PASSAGE PROVIDED:
◇ ◇ ◇ ◇

Waiting for a little more sewing time
During the original auditioning, I fiddled around with the sashing fabric {and even the cornerstones} probably more than I should of. It just didn't seem right that the quilt needed something so unassuming. There's a point sometimes where you wonder if your heart just isn't in it at that particular time of auditioning and then you realize.... This quilt really doesn't want something with a big, clever statement in that exact spot of the quilt. Ooookay. Message received!

The off-bacgrounds help make it interesting
In the end, to get the result needed, I actually flipped the sashing fabric over and used the backside. Uh huh. You can do that. I loved the nuanced stripey look to the fabric, but it needed to be toned down and let the applique blocks do their thing. The wonderful thing about the backside of the fabric {besides fading completely away} is the fact that it comes across more blue than green in those super subtle striped bits. With that, now the quilt has a lovely glow that somehow helps ease the aggressive bite to some of those rings. 

What is it about the color coral with blue?
Originally, I figured the cornerstones would need to be a black fabric, but that looked absolutely hideous. Coral and gray were also a non starter, and then I was left with some form of green or blue. Thankfully I had a couple pieces of teal fabric that fit the bill. The print was a little iffy on some of the pieces that I auditioned, but eventually I found the two fabrics that made the quilt do a little nod of appreciation. Yes, it could have been been one fabric instead of two, but I didn't have enough of the piece that ended up in the middle of the quilt. And that was the favorite, hands down. Had to be used somewhere! Which, interestingly enough, also helped add to the cozy glow of the quilt. Funny how sometimes all our little choices add up to something we don't even realize is building!

The second quilt in the Melon Patch series
It feels really good to finally get the abandoned background blocks from Melon Patch into something that helps make those center medallions shine. That sweet plaid fabric was from one of my youngest sons shirts that he wore quite a bit. One that I loved on him. Didn't want to just toss it away! There was a quilt in the book 'Mixing Quilt Elements' by Kathy Doughty that served as the impetuous for moving forward with these backgrounds, and though this quilt isn't exactly the same, many elements are very similar! Instead of her wedge templates, I cut my own from an acrylic template bought at JoAnns. Much easier and also, the wedges were a better size for these specific blocks.

◇ ◇ ◇ ◇

REQUIRED TASK 1:
Transcribe the quilting post from "Originally, I figured" up to and including "realize is building!".
REQUIRED TASK 2:
Go on with the quilting post, picking up after its final sentence.

Object location annotation data:
◇ ◇ ◇ ◇

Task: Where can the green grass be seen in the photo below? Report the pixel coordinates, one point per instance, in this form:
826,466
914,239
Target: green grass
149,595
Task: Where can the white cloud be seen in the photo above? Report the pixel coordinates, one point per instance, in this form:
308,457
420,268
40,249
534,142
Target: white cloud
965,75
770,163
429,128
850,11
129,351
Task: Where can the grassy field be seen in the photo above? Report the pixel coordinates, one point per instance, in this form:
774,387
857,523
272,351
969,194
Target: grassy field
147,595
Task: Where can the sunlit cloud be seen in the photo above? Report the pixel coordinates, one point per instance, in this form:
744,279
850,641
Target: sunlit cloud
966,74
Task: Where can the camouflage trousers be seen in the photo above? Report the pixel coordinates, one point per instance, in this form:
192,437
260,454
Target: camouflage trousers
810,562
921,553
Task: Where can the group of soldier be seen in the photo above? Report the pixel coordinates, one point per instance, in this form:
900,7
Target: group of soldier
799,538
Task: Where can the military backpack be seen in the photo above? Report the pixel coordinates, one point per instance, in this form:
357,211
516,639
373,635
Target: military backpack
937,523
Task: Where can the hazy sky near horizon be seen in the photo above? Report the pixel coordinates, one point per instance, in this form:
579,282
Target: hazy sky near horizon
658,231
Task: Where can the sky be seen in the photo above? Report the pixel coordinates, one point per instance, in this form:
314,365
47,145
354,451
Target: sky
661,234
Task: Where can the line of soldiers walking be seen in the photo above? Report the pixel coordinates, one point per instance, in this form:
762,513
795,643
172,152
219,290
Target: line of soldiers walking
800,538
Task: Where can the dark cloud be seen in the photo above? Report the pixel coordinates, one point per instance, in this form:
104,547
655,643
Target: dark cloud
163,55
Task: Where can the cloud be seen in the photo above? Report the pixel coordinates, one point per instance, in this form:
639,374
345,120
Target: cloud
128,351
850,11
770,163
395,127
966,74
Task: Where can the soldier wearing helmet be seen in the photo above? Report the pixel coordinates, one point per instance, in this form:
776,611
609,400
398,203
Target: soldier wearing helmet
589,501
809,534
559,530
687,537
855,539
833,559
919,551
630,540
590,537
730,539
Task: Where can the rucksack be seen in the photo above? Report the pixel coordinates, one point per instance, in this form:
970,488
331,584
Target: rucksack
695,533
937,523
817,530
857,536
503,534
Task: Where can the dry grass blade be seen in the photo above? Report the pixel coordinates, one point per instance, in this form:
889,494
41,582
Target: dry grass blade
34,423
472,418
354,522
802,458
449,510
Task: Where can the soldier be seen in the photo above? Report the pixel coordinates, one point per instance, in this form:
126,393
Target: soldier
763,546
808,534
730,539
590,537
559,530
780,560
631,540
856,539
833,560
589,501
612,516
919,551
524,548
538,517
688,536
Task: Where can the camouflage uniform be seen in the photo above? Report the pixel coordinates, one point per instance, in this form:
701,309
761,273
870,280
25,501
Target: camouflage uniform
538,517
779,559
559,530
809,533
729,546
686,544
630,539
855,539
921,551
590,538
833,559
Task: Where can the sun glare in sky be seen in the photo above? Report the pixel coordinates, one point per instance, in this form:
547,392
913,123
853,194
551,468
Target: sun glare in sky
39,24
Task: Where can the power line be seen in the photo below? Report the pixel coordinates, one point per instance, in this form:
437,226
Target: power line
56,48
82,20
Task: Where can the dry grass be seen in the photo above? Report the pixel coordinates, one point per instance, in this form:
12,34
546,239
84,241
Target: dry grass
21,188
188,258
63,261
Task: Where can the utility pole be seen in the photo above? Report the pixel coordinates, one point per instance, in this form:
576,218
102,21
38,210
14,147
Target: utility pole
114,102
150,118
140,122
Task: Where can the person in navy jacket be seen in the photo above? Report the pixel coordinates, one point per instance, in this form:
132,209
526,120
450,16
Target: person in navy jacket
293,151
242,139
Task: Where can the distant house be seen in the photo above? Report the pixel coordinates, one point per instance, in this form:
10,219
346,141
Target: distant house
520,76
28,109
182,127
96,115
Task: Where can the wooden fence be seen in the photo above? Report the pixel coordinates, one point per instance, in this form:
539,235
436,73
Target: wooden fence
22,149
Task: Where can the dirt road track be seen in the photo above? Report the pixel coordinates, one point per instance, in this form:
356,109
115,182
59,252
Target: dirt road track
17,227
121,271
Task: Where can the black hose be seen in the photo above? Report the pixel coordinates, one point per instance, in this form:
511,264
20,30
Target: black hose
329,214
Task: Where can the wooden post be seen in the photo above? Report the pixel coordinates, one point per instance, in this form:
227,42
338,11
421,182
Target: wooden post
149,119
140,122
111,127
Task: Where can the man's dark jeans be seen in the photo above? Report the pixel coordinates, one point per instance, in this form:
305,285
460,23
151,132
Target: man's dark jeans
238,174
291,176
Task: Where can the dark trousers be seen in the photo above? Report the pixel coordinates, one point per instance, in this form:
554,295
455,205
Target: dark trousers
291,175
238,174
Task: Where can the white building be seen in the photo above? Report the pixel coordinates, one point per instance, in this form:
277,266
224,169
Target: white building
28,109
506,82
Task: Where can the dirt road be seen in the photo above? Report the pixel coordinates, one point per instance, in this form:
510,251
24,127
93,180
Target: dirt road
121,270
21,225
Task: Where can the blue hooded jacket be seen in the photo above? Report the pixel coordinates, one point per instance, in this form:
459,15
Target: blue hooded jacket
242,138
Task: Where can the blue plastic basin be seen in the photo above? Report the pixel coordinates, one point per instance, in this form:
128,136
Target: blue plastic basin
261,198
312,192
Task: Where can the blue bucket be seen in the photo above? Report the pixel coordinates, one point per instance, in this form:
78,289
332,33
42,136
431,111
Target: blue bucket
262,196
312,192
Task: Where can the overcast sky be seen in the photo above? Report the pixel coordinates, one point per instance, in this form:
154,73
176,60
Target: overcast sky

◇ ◇ ◇ ◇

REPLY 1:
Originally, I figured the cornerstones would need to be a black fabric, but that looked absolutely hideous. Coral and gray were also a non starter, and then I was left with some form of green or blue. Thankfully I had a couple pieces of teal fabric that fit the bill. The print was a little iffy on some of the pieces that I auditioned, but eventually I found the two fabrics that made the quilt do a little nod of appreciation. Yes, it could have been been one fabric instead of two, but I didn't have enough of the piece that ended up in the middle of the quilt. And that was the favorite, hands down. Had to be used somewhere! Which, interestingly enough, also helped add to the cozy glow of the quilt. Funny how sometimes all our little choices add up to something we don't even realize is building!

REPLY 2:
Doesn't appear to need a border
Overall, I am very pleased with the look and feel to this low-key, but bursting with character, quilt top. At first I tried very hard to get the wedge quarter rings to match up exactly, but then I just gave it up completely. What am I doing? Why even bother? The sashing space helps transition  the 'Ring Around' effect tremendously and I'm certainly not someone to squawk if it's not perfectly perfect. Yeah. Not. Very. Important. At. All.

Original fabric pull
Another thing that I've done this week is something that happens pretty much all year long. It happens when I'm in the mood. When I'm stalling. When I'm down in the dumps about pretty much anything. When I can't get the motor started to put in the real effort and work of quilting. Whenever. You know how it is. You pull a couple stacks of marinating fabric stacks and attempt to fine tune. Let your subconscious  do its thing and just try to stay out of the way.

Adding a bit of spark
In the first picture is a stack of fabrics all chosen with the intention of trying to use up some of those bitter, brick reds that feel so very hard to get used up. Funnily enough, I actually liked the original stack almost enough to get started on a brand new quilt project during the winter. Then I dithered, second guessed, felt queasy in my gut and thought, 'no.... there's something not quite right about the blend'. I've approached it at least twice since then and had zero luck changing things up. It seemed content to be stuck.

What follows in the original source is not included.